What to do |
Counting only lines below that hold "before", give the total alone.
*** Opening Input material ***
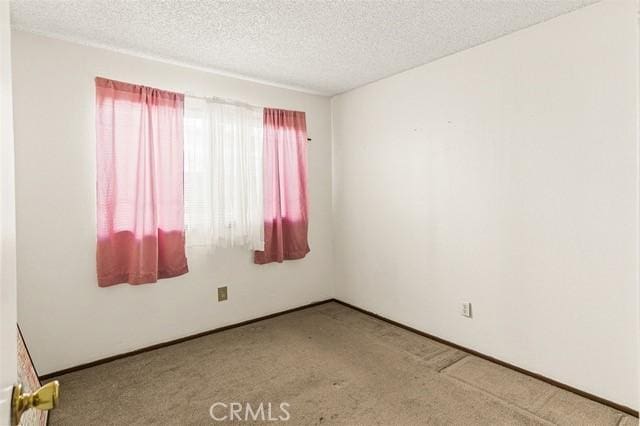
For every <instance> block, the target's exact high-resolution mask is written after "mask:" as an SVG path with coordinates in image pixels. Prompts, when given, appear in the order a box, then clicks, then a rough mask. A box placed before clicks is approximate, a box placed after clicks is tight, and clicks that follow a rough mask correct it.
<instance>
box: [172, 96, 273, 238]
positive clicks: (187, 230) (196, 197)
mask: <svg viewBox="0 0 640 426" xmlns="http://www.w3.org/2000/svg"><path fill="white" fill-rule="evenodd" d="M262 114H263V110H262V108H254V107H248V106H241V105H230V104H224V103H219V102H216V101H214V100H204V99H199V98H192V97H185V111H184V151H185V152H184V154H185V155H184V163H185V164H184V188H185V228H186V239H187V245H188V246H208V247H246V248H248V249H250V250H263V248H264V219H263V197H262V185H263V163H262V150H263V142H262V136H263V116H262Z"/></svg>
*** Closing Input material ***
*** Opening Input material ***
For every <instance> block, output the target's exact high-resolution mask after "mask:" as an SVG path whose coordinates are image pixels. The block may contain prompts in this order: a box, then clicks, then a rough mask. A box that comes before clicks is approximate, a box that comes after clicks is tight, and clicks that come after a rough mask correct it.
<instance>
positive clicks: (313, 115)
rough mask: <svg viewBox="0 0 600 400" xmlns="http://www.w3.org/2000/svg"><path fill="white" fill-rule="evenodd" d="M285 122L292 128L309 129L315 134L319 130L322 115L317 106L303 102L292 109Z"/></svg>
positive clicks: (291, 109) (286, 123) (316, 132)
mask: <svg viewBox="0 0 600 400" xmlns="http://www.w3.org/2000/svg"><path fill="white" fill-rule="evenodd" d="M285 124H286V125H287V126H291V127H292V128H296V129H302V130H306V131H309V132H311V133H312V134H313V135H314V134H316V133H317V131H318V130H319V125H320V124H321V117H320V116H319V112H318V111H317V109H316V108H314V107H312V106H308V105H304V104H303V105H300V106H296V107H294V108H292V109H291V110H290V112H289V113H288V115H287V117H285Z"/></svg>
*** Closing Input material ***
Exercise response |
2